EXERCISE TASKS:
A. Write down the part of the legal excerpt on the children's foster placements starting with "3. Bartley is" and going on through "May 14, 2008.".
B. Take the legal excerpt on the children's foster placements further, picking up after its last sentence.

2. The Sauls and Becktold were deemed kinship foster parents by DHS. Becktold was deemed a kinship foster parent because her father dated the grandmother of the minor children. The Sauls were deemed kinship foster parents because of their relationship with AB's paternal grandparents. See 10A O.S.2009, § 1–1–105(40), which provides: “ ‘Kinship relation’ or “kinship relationship” means relatives, stepparents, or other responsible adults who have a bond or tie with a child and/or to whom has been ascribed a family relationship role with the child's parents or the child․”
3. Bartley is GC's step-father. An Interstate Compact on the Placement of Children (ICPC) request was sent to Mississippi in October of 2008 for placement of LB and GC with Bartley. The ICPC was subsequently denied because Bartley was unemployed. A second ICPC request was issued on March 17, 2009, after Bartley became employed which was also denied.GC's father is Sonny Lee Ennis. State is seeking to terminate Ennis' parental rights on the basis of abandonment.The permanency plan for AB is adoption. Monty Stanton is AB's biological father. He relinquished his parental rights on May 14, 2008.

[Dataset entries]
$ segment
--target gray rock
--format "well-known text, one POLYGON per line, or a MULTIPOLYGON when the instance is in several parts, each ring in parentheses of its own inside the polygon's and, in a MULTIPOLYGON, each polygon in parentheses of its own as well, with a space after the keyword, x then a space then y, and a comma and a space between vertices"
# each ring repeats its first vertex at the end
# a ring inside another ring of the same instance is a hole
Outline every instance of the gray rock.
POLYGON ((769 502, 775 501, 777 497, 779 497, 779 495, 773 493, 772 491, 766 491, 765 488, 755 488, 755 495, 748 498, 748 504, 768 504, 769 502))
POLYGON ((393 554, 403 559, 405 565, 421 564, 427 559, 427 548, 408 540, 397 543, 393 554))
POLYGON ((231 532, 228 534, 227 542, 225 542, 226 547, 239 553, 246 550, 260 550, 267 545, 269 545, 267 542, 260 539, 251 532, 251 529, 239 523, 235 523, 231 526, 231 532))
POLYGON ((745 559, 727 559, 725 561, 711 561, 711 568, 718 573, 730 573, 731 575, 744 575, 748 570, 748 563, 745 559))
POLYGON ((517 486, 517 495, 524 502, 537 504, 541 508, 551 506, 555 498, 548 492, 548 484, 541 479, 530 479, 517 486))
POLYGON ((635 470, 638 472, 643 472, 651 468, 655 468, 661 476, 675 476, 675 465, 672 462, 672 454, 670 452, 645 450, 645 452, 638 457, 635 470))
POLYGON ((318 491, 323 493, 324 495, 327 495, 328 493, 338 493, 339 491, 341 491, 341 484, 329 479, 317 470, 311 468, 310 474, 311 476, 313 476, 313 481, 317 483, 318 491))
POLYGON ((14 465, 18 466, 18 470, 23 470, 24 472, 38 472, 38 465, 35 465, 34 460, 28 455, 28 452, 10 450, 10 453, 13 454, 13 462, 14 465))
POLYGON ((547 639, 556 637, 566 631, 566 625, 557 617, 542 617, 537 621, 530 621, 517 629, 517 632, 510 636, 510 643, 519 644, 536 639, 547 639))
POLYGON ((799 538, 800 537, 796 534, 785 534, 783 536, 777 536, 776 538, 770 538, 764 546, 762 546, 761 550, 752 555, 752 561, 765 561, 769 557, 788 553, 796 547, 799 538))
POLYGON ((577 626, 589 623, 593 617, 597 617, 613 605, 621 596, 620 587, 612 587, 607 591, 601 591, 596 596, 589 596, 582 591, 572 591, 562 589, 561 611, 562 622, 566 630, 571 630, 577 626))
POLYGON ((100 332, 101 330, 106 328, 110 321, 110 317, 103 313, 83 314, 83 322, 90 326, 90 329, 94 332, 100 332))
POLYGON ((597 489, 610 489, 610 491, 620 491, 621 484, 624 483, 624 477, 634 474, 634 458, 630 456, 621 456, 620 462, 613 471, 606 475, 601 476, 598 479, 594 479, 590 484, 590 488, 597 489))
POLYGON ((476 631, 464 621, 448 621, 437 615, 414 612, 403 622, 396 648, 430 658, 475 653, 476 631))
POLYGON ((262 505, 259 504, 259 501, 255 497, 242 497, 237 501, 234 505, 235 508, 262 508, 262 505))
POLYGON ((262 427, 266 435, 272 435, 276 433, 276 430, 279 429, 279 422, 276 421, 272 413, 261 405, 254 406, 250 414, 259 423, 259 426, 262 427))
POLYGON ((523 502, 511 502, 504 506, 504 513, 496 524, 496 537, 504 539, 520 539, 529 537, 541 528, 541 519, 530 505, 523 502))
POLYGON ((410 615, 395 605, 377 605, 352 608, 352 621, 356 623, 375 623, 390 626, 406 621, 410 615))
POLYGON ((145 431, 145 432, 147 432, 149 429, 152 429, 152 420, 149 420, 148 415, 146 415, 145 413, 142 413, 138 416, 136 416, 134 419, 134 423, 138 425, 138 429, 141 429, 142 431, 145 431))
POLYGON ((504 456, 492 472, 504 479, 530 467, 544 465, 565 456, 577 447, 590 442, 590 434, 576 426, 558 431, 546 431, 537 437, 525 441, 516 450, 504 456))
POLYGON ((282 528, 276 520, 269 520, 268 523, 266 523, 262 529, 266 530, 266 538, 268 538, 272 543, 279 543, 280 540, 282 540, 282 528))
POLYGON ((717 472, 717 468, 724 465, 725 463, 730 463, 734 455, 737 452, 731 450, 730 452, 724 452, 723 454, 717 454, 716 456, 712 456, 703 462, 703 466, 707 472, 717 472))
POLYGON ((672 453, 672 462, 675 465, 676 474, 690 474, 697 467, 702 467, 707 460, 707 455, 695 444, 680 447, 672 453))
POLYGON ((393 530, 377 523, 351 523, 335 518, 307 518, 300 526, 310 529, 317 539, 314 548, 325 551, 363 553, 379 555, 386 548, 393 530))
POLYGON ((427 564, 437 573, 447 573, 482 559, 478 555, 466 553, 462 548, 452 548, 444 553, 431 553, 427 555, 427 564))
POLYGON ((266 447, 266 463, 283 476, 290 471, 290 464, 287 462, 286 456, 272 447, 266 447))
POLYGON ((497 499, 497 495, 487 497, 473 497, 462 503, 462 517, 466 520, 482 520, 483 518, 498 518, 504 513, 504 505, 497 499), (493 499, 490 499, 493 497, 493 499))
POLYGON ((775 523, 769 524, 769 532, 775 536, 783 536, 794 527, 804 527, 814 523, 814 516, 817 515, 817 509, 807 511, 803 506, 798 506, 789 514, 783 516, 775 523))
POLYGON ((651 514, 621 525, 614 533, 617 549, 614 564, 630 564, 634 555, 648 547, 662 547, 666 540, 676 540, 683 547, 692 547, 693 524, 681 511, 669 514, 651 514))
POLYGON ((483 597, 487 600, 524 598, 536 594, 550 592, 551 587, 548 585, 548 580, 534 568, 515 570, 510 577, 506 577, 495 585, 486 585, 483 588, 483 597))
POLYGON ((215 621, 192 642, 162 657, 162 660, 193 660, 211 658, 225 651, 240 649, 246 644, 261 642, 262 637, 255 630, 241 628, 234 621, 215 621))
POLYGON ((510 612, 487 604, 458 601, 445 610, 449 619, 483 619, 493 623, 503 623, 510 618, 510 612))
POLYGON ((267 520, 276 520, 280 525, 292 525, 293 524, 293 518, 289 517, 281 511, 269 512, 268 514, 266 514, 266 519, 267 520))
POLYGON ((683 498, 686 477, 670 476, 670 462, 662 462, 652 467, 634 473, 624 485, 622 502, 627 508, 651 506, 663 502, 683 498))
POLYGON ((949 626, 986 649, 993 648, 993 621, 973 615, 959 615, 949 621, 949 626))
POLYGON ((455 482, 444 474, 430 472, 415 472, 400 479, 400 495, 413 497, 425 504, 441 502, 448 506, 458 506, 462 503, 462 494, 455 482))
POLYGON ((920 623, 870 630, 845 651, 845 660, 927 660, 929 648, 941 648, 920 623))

TASK RESPONSES:
A.
3. Bartley is GC's step-father. An Interstate Compact on the Placement of Children (ICPC) request was sent to Mississippi in October of 2008 for placement of LB and GC with Bartley. The ICPC was subsequently denied because Bartley was unemployed. A second ICPC request was issued on March 17, 2009, after Bartley became employed which was also denied.GC's father is Sonny Lee Ennis. State is seeking to terminate Ennis' parental rights on the basis of abandonment.The permanency plan for AB is adoption. Monty Stanton is AB's biological father. He relinquished his parental rights on May 14, 2008.

B.
4. Dr. Saul's response notes she has filed for divorce from Greg Saul and is seeking return placement of the minor children individually. Though the record suggests the parties are seeking divorce, no pleading amending Greg Saul as an appellant has been filed with this Court. Accordingly, he remains a party to the appeal.
5. 12 O.S.2001 and Supp. 2009, § 990.4(C) provides both the trial and appellate court may stay or suspend, pending appeal, the enforcement of any provision in a judgment, decree or final order in a juvenile matter; Rule 1.15, Rules of the Supreme Court of Oklahoma, 12 O.S.2001, Ch.15, App. 1.
6. While appellate scrutiny is generally confined strictly to the record of proceedings below, a well-recognized exception allows an appellate tribunal to consider only those after-occurring facts, transpiring during the pendency of an appeal, which adversely affect the reviewing court's capacity to administer effective relief. See Lawrence v. Cleveland County Home Loan Auth., 1981 OK 28, 626 P.2d 314; Brown Investment Co. v. Hickox, 1962 OK 61, 369 P.2d 807; Carlton v. State Farm Mutual Automobile Ins. Co., 1957 OK 75, 309 P.2d 286. By affidavit attached to a dismissal motion the movant may apprise this Court of any material midappeal development that affects the Court's cognizance of the case. Tulsa Tribune v. Oklahoma Tax Com'n, Okl., 1989 OK 13, 768 P.2d 891 (Opala, V.C.J., dissenting). In the present case, counsel for DHS and the minor children tendered extra-record facts solely for the purpose of providing support for their motions to dismiss the appeal for mootness by affidavit attached to the dismissal motions.
7. Dr. Saul's Motion to Strike and/or Motion to Dismiss is denied.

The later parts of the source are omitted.